[start of DATA FOR THIS TASK]

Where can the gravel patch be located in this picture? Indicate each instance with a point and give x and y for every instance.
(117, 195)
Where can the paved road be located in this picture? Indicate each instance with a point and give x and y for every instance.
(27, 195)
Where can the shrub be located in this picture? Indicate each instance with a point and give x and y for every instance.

[end of DATA FOR THIS TASK]

**EXERCISE REQUIREMENTS**: Reproduce the records above, substituting "found" for each occurrence of "located" and leaving all other text unchanged.

**EXERCISE ANSWER**:
Where can the gravel patch be found in this picture? Indicate each instance with a point and give x and y for every instance.
(117, 195)
Where can the paved road be found in this picture? Indicate each instance with a point and give x and y for every instance.
(27, 195)
Where can the shrub be found in this picture? Indicate each instance with a point and give x and y for every instance.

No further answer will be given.